■ 課題の内容 ■
社会科の問題解決型学習についての報告文を、最後の文の後から書き継ぐこと。

自分の課題にこだわりを持ち、児童自ら主体的・意欲的に学習を進めさせるために、一連の学習の流れを示す。

1)研究の実際

以前、本校の社会科部会で研究していた「一単元一サイクルによる学習展開理論」を活用し、オリエンテーションを行って学習展開パターンを理解させた。

2)考察

学習展開パターンを示すことで、少しずつ課題追究への自信が見られるようになってきた。また、学級全体としての大課題を設定するにあたっても、互いの疑問をうまく集約しながら設定できるようになってきた。

(2)問題解決型学習を展開する。

一人一人の課題意識を大切にした課題追究の複線化を図ると共に、できるだけ一人調べの時間を確保するように努める。

1)研究の実際

『米作りのさかんな庄内平野』

米作りがさかんな会津盆地に住んでいる児童に、まず庄内平野を学習する必然性を感じさせることが重要であった。そこで、十アールあたりの生産量を示した資料に着目させ、庄内平野の米作りへの関心を高めさせた。

年度初めの単元ということで、手引を参考にしながらの課題作りではあったが、いくつかの疑問や予想が飛び交う中から、自然条件と人為的条件とに分類し、スムーズに大課題、小課題を設定することができた。

また、教科書や資料集を基本としながらも、図書室の活用等追究方法を自由にさせたこともあり、児童は互いに情報を交換し、それぞれ工夫しながら自分の課題追究に取り組んでいた。

■ 保存資料 ■
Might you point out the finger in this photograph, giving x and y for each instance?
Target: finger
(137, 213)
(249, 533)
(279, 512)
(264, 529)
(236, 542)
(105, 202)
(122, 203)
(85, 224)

■ 課題の解答 ■
『水産業のさかんな地域』

前単元の学習活動を生かし、追究活動に少しずつ自信が見られるようになってきた。

「魚を食する」以外、学習内容と生活との関わりが薄いため、活動の停滞が心配されたが、学習の流れが理解できたので、スムーズかつ意欲的に一人調べに取り組んでいた。

2)考察

児童の活動の様子から、課題の複線化や一人調べの時間の確保は、児童たちの課題追究意欲を高め、活動の様々な工夫を生み出すのに大変有効であったといえる。さらに、深い課題追究が、終末の話し合い活動の活性化にもつながった。

(3)資料活用の技能を高める。

自らの意欲的な課題追究を支える、資料活用の基礎的な技能を高める。

1)研究の実際(資料2)

『資料の読み取りの手引』を配付し、グラフや文章資料、図や写真の基本的な読みとり方を指導した。そして、授業や朝の時間などを利用してゲーム形式による地図帳での地名探しをしたり、資料集などから抜粋したグラフ等を児童に与え、気付くことなどを自由に書き取ったりする活動を行った。特に読み取れない児童には、ヒントやポイントを示し、最低限必要な情報を読みとることができるようにさせた。

社会科ワーク「何がわかるかな?」

社会科ワーク「何がわかるかな?」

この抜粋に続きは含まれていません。